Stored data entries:
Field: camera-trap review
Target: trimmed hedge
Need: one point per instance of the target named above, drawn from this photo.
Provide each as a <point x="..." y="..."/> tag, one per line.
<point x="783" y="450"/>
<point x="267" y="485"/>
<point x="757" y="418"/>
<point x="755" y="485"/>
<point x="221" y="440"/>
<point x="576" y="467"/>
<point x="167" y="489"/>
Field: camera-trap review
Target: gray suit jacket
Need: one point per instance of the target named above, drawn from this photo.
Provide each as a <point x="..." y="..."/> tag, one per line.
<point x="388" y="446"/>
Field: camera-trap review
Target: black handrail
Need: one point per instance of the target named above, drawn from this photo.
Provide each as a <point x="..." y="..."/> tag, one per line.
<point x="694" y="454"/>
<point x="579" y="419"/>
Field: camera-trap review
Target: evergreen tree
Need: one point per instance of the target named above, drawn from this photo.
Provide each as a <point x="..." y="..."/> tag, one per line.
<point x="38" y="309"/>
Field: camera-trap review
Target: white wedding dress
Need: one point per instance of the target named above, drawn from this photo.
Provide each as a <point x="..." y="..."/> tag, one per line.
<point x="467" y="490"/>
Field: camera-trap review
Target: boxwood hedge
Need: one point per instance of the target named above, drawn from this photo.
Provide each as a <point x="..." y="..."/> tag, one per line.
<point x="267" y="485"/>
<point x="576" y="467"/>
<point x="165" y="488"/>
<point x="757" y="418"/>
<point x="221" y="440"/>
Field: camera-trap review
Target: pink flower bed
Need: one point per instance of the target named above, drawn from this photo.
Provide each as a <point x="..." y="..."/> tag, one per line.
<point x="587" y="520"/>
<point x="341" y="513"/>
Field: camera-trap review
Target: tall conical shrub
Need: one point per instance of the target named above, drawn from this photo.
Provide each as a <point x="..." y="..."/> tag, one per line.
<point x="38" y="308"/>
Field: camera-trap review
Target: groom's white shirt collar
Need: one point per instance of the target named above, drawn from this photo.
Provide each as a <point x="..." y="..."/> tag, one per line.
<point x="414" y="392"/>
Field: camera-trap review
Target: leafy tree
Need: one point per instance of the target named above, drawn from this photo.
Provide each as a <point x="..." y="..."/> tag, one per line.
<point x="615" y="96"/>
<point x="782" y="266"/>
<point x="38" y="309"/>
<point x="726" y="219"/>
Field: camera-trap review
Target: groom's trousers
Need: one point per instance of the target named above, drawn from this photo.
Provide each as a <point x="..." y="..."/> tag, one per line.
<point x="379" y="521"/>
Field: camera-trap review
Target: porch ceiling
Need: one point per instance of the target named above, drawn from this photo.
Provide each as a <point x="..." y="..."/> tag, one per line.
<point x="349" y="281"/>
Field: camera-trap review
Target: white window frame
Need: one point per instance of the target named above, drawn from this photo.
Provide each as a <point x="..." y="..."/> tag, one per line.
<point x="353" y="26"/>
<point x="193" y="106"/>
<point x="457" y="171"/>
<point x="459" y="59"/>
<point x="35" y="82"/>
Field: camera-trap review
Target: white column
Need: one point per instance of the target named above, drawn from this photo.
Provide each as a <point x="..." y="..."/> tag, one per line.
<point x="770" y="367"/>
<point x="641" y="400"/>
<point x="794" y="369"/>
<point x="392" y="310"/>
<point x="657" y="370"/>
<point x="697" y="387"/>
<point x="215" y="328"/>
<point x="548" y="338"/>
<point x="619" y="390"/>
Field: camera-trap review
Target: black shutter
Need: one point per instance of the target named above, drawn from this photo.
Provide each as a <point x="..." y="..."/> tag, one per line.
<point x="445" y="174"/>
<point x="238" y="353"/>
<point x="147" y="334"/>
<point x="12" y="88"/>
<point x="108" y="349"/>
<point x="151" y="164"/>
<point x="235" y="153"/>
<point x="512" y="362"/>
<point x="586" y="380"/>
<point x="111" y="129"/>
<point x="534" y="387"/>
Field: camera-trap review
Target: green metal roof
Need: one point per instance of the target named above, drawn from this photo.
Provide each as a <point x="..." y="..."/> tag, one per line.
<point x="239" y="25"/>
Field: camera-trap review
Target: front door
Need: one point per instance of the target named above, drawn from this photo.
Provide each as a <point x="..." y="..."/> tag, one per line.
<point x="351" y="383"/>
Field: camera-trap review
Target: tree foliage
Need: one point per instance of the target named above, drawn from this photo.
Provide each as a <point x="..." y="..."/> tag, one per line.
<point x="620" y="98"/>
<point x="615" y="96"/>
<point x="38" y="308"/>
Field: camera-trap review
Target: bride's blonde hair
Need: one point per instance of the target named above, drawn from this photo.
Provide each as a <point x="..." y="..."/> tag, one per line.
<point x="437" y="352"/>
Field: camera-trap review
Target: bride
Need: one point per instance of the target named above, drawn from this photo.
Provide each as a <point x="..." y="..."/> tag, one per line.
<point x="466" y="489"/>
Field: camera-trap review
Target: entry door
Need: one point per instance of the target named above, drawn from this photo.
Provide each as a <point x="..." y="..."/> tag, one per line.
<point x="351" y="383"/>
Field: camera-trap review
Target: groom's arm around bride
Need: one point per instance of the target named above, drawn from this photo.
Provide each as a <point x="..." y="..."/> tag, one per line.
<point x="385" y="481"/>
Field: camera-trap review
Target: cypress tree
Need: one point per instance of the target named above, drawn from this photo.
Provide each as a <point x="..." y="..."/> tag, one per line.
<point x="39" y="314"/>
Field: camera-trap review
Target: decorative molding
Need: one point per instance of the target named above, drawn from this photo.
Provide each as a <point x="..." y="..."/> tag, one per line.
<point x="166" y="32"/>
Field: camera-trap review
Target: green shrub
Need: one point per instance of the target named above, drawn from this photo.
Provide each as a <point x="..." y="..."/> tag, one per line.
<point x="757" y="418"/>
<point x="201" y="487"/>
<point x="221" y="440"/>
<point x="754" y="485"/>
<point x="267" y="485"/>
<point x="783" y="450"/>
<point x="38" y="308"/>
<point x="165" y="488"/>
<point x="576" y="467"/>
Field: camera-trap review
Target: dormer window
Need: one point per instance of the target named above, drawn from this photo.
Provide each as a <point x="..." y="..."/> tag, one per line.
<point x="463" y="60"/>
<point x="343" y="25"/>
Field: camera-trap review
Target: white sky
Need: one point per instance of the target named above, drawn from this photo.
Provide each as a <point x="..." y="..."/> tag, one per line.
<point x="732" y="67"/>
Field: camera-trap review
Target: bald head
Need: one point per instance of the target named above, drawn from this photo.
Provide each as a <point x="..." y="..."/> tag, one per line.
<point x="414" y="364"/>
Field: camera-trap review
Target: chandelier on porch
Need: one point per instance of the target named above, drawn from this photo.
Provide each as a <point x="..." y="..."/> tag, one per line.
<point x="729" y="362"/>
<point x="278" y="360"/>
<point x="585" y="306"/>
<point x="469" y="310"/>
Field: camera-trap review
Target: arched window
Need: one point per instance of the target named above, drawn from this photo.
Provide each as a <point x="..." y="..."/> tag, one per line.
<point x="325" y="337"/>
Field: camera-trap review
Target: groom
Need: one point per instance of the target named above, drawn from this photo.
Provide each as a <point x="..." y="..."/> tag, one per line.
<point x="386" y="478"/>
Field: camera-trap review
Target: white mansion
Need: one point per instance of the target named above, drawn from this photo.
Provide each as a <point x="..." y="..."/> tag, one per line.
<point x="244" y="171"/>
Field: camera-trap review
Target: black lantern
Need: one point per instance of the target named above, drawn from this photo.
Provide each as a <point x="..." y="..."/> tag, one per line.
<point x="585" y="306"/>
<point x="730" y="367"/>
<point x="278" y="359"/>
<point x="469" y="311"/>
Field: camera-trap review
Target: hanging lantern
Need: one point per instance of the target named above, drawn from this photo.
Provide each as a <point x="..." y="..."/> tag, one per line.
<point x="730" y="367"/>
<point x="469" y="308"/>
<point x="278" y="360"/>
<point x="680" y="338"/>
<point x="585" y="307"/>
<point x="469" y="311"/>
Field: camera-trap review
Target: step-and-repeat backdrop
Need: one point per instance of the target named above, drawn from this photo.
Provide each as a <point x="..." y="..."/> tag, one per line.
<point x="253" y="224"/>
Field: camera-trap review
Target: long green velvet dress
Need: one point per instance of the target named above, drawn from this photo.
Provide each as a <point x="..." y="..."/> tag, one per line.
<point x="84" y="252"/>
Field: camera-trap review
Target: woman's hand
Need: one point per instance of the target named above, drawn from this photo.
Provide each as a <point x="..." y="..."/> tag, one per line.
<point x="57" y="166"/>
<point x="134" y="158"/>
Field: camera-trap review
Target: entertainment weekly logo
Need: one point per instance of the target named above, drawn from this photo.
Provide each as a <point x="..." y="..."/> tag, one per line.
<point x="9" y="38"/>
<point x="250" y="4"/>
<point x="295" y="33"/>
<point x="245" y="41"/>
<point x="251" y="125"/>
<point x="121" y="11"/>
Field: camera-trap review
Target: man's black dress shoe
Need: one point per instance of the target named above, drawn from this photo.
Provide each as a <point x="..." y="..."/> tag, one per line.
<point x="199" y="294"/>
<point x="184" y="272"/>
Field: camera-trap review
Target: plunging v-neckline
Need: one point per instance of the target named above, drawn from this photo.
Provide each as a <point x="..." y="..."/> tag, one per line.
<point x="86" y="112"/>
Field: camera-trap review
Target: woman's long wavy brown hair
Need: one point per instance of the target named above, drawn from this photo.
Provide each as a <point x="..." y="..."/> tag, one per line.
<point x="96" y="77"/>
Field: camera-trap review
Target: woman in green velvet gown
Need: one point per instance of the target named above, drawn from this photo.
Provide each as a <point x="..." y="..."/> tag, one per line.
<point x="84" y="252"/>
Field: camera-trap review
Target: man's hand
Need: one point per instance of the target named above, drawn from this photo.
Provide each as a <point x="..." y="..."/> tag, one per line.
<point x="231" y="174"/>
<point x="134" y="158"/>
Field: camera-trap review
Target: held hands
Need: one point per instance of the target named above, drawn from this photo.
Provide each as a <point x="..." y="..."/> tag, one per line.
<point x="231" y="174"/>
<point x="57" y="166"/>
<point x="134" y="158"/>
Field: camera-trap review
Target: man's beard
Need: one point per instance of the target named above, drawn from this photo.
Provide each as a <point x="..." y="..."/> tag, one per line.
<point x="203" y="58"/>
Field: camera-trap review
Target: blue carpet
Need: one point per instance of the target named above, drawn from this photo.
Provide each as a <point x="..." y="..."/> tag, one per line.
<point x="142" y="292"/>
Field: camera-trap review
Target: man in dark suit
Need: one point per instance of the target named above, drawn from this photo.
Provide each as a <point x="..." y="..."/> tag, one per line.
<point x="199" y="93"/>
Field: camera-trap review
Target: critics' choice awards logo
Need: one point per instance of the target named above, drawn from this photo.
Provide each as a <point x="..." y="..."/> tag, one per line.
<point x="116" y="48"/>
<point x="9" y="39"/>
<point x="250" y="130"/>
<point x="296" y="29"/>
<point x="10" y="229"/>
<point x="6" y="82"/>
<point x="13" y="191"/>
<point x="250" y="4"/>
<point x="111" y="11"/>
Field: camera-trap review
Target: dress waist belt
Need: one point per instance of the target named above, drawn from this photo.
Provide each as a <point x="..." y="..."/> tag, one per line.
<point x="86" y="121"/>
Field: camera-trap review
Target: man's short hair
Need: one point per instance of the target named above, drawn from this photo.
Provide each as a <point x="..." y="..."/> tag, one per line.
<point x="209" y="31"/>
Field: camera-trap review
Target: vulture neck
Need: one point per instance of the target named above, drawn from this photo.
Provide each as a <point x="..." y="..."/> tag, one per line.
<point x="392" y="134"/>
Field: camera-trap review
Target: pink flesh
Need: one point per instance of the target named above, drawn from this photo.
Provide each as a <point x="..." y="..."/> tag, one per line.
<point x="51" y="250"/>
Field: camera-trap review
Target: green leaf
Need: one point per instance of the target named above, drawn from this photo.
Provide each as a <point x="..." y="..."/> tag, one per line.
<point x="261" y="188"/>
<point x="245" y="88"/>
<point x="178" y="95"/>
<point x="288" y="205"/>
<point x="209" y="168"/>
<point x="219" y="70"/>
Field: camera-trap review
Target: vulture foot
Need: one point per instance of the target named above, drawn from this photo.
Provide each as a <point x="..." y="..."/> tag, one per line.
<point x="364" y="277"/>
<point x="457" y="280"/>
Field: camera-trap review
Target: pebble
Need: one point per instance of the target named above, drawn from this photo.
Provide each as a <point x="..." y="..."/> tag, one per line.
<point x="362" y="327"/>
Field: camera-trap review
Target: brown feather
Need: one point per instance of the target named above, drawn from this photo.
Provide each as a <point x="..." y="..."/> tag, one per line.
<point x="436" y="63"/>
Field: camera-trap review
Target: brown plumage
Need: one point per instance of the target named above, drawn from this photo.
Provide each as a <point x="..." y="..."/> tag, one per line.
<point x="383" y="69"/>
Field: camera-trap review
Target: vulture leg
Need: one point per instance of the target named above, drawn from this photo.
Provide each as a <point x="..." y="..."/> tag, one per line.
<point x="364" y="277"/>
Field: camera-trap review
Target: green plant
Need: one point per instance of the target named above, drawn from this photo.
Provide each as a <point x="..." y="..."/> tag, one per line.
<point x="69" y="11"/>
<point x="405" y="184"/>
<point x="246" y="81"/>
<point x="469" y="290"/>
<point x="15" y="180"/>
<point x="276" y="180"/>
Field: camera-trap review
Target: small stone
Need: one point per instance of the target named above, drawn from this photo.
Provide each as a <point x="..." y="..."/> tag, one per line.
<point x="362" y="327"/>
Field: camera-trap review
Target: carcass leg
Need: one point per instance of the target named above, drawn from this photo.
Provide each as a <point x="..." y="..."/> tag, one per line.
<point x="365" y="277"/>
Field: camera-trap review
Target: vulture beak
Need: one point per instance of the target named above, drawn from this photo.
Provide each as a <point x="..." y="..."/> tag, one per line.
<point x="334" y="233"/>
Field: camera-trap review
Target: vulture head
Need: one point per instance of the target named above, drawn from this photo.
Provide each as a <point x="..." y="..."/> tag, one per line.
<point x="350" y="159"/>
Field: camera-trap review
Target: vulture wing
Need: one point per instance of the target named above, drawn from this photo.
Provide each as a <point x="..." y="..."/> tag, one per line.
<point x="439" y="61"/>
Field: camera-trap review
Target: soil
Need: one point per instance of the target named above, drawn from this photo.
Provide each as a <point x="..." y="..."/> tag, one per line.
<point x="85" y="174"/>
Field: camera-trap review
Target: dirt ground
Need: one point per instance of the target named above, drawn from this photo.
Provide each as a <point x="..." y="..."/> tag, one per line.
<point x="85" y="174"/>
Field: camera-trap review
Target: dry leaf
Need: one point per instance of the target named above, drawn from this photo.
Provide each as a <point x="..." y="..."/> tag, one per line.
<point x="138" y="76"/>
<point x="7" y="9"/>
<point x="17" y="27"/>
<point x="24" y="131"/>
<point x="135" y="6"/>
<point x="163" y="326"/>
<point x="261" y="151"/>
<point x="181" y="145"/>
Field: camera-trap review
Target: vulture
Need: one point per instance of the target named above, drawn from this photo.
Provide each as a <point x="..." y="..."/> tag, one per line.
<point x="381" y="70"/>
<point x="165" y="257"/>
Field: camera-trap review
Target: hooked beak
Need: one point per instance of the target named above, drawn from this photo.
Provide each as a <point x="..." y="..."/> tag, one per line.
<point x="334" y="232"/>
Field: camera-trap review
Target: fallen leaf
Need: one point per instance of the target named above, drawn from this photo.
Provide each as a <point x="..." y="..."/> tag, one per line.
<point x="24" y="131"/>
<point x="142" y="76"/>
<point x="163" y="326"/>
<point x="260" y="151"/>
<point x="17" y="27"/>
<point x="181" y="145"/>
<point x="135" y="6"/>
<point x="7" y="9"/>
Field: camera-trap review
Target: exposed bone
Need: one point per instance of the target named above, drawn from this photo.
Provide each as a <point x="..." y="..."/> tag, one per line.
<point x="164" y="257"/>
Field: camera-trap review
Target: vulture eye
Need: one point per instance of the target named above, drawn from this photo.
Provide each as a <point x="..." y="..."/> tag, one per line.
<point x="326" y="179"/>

Task: Show, from the entries above, every line that includes the string "pink".

Task response:
Target: pink flower bed
Target: pink flesh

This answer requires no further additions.